## What you should do
If a line in the entries contains the word "every", list it.

## Saved entries

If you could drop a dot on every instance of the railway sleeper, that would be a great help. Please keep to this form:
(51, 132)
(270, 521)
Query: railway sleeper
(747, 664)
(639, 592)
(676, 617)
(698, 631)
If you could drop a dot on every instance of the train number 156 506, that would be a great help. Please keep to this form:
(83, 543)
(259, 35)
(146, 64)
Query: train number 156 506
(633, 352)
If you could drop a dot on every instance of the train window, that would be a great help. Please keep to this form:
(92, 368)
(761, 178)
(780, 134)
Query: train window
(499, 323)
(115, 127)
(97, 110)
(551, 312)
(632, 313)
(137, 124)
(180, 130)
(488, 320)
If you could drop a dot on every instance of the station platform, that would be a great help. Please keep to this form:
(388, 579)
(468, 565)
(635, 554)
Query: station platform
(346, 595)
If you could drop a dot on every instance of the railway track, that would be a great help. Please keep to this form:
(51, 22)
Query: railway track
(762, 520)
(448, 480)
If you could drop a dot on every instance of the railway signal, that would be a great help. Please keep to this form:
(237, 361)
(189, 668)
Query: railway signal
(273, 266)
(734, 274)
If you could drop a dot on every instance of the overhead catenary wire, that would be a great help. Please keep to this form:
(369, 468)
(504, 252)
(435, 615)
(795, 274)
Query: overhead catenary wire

## Your response
If you could drop a dot on every instance of the railway sleeper, that would be a great help. Please keep to this form:
If you could drop a dot on every instance of the train number 156 506, that would be a great help. Please keep to this form:
If you could drop a dot on every instance of the train window, that would be a great help. Please keep to this form:
If you could drop a dot on every instance of the station platform, that would be a great help. Please keep to this form:
If you could drop a dot on every instance of the railway track, that would be a great help. Please keep to this form:
If you could drop a dot on every instance of the railway signal, that would be a great help. Please keep to this form:
If you could drop a dot on every instance of the overhead catenary wire, that would be a great help. Please keep to this form:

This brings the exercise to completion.